Repeat each line of the material below without change.

==*==

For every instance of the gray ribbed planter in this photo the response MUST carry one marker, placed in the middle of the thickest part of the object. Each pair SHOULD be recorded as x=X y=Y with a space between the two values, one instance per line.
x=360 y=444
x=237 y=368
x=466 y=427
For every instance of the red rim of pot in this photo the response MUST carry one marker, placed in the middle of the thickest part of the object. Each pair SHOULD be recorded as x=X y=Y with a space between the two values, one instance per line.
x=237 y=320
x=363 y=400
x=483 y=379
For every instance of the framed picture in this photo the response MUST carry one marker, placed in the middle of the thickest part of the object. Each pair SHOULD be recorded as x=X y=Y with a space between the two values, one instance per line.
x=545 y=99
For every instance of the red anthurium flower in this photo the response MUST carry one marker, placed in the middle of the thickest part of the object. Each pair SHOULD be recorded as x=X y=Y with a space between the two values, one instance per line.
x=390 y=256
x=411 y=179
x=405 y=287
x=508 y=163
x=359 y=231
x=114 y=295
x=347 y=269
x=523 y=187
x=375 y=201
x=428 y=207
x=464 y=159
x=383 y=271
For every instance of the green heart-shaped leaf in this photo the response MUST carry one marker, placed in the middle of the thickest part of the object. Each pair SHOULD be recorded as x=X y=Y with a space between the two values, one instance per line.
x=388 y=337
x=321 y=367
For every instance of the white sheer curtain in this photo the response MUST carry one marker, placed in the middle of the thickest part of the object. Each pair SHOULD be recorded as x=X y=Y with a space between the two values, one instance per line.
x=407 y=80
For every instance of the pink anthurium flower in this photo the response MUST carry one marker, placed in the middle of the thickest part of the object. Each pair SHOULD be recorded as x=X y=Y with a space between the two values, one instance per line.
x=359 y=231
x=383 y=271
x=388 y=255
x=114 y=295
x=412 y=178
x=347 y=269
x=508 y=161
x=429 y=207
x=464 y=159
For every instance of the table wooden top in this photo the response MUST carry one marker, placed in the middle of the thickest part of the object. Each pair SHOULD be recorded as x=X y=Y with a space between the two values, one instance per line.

==*==

▶ _Result for this task_
For every instance of the gray ribbed planter in this photo the response MUST carry one marker, placed in the middle of the thickest part of the object. Each pair SHOULD be recorded as x=X y=Y with a space between the two values, one instance per line.
x=360 y=444
x=237 y=368
x=466 y=427
For every instance of the red rim of pot in this photo the response MUST carry one marker, placed in the middle of the thickest part of the object. Each pair SHOULD be recorded as x=X y=Y with a space between the two values, one instance per line.
x=237 y=320
x=363 y=400
x=483 y=379
For every instance of the framed picture in this photo the response MUST carry one marker, placed in the middle of the thickest part of the object. Each pair SHOULD be recorded as x=X y=Y with a space between the two values, one instance per line.
x=545 y=99
For every instance of the red anthurium flower in this photo the response MUST carry one marker, placed in the middle of the thickest part of the object. Each pair SHOULD be recorded as x=X y=Y with a space between the two values, one instance per line.
x=390 y=256
x=411 y=179
x=405 y=287
x=508 y=163
x=359 y=231
x=114 y=295
x=347 y=269
x=523 y=187
x=375 y=201
x=428 y=207
x=464 y=159
x=383 y=271
For every instance of the green heart-shaped leaf in this photo the response MUST carry one marker, placed in the middle of the thickest part of the object. Each pair SHOULD be recorded as x=X y=Y with a space between the two values, one instance per line.
x=388 y=337
x=321 y=367
For every instance of the white sheer curtain in this photo the response MUST carry one marker, placed in the middle of the thickest part of the object. Each pair SHOULD be recorded as x=X y=Y with a space between the two values, one instance per line.
x=407 y=80
For every instance of the pink anthurium flower in this photo the response MUST carry one marker, placed in the middle of the thickest part of the object. Each pair SHOULD be recorded as x=X y=Y with a space between the two values, one instance per line.
x=359 y=231
x=383 y=271
x=388 y=255
x=114 y=295
x=412 y=178
x=347 y=269
x=508 y=161
x=429 y=207
x=464 y=159
For every instance of the table wooden top in this photo the response MUST carry one marker, placed in the middle of the thickest part of the object. Each pair SHOULD be recorded as x=X y=Y with a space between the two values, one instance per line.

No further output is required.